◆ PROBLEMS AND TASKS:
A. Reproduce the stretch from "One doesn’t have" through "two NYPD detectives." in the film review below, putting "police work" wherever "law enforcement" appears.
B. In the film review below, which actor plays Thomas 'Rooster' Cowan?

◆ PASSAGE GIVEN:

One doesn’t have to live a long time to realize that no good deed goes unpunished, that terrible things happen to good people and not-so-good people aren’t consistently held accountable for their actions. After decades of serving in law enforcement and witnessing an array of injustices, the last frontier before one reaches ‘vigilante land’ can easily be breached. “Righteous Kill” (Jon Avnet) explores this theme through the lives of two NYPD detectives.
David ‘Turk’ Fisk (Robert De Niro) and Thomas ‘Rooster’ Cowan (Al Pacino) have logged many, many miles on the job and have arrived at a crossroads that inspires one of them to bend the law to tie up ends that the justice system leaves loosely knotted. Over the course of the film, five dirtbags (a skateboarding pimp, a gun runner, a rapist, a Catholic child-molester, and a drug trafficker) come face to face with the certainty that their immoral and illegal ways will end. The audience knows from the start that Turk and Rooster are enabling, if not participating in, the unsanctioned kicking of the bad people’s buttocks. The rest of the NYPD thinks it has a string of murders with the same modus operandi (clean entry and exit, poetic calling card) more or less like their usual fare. Forensic scientist Karen Corelli (Carla Gugino) and detectives Simon Perez (John Leguizamo) and Ted Riley (Donnie Wahlberg) eventually suspect that the killer executes (no pun intended) too efficiently to be a civilian.

◆ DATA SECTION:
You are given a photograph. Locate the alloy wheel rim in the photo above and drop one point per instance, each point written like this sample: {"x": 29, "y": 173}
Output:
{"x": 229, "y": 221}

◆ TASK-BY-TASK ANSWERS:
A.
One doesn’t have to live a long time to realize that no good deed goes unpunished, that terrible things happen to good people and not-so-good people aren’t consistently held accountable for their actions. After decades of serving in police work and witnessing an array of injustices, the last frontier before one reaches ‘vigilante land’ can easily be breached. “Righteous Kill” (Jon Avnet) explores this theme through the lives of two NYPD detectives.

B. Al Pacino